Object point labels:
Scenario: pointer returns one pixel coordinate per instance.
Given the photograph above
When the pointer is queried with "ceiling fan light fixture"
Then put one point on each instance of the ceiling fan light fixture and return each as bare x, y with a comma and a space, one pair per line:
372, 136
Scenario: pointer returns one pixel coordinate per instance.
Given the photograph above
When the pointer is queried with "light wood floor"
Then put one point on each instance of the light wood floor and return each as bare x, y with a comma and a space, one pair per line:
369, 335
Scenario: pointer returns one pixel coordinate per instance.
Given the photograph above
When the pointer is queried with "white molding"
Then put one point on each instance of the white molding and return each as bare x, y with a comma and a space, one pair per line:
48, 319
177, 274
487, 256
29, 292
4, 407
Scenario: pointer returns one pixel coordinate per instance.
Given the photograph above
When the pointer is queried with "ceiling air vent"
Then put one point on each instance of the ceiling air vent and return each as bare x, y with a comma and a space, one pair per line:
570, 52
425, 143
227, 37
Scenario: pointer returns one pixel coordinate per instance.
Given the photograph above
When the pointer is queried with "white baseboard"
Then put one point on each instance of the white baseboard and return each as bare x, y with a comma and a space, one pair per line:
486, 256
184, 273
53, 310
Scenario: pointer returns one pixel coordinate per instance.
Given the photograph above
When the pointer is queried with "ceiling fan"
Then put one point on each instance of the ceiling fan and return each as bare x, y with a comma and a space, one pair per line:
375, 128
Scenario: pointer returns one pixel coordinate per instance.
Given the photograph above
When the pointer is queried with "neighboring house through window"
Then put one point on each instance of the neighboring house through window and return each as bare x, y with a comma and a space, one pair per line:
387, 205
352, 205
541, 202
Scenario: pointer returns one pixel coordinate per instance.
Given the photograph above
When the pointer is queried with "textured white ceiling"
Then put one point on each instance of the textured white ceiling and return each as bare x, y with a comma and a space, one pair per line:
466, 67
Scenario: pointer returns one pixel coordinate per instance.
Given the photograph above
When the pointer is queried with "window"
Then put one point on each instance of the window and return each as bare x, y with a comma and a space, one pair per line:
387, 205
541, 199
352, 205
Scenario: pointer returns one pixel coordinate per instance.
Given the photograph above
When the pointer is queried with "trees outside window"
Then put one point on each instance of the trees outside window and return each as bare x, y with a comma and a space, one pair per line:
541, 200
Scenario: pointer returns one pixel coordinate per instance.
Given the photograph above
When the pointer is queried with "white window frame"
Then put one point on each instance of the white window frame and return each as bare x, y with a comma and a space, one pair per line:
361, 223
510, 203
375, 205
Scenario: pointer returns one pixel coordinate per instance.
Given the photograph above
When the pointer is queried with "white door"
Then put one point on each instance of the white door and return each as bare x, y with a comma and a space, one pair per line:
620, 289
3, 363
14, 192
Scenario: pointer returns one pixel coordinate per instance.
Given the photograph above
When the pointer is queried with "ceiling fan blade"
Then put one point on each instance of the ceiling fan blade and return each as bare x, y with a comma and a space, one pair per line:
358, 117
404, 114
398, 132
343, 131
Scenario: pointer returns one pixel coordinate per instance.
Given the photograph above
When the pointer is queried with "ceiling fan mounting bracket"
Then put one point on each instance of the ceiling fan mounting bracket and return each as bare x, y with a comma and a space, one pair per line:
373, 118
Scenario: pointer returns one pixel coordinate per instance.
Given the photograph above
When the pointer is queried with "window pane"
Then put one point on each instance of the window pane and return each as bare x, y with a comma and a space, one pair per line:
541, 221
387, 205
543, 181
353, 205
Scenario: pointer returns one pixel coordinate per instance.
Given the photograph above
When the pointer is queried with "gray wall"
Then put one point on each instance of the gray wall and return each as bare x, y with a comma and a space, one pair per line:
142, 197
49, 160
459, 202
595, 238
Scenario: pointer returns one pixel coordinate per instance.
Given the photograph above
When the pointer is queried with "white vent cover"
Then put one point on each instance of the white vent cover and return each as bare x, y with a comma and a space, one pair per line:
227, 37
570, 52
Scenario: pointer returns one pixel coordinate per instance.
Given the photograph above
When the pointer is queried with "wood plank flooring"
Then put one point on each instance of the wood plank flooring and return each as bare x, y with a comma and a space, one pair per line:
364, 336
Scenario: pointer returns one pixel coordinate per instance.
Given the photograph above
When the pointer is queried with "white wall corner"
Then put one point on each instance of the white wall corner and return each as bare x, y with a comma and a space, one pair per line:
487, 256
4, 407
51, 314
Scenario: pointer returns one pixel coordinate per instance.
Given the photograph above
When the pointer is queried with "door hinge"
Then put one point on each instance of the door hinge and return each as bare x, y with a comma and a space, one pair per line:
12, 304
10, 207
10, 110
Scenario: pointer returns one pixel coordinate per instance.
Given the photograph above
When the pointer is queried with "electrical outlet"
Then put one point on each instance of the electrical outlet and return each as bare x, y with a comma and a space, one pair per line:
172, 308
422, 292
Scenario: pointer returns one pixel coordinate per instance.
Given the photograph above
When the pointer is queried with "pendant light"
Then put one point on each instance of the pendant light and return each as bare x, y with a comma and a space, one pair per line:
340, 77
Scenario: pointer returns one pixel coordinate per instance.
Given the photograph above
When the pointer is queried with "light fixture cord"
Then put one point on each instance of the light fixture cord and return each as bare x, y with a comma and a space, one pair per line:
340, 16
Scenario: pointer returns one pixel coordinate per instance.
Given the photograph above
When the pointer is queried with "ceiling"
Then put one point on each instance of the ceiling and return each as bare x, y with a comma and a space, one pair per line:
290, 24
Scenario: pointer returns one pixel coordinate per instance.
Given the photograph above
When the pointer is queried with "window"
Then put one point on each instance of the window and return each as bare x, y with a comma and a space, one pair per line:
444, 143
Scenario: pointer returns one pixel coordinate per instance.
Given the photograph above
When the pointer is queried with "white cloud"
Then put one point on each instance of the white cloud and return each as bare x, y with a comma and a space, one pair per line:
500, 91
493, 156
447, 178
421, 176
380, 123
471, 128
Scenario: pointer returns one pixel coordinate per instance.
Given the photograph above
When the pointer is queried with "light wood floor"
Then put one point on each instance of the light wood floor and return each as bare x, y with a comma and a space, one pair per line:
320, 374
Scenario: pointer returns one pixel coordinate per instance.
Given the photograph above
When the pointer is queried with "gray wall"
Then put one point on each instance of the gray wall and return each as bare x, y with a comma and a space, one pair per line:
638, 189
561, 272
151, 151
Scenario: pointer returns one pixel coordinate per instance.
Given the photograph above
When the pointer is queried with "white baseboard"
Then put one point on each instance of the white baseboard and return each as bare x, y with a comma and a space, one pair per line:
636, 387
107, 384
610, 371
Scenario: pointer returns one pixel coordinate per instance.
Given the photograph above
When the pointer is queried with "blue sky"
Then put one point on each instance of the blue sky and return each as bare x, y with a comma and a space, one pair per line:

> _YOUR TASK_:
List every line in the listing above that contains the word "blade", with case counting.

> _EXERCISE RESULT_:
When the pointer is queried with "ceiling fan blade"
Then put one point on each instance of the ceiling fan blade and return each as bare x, y with a comma and a space, one pair per line:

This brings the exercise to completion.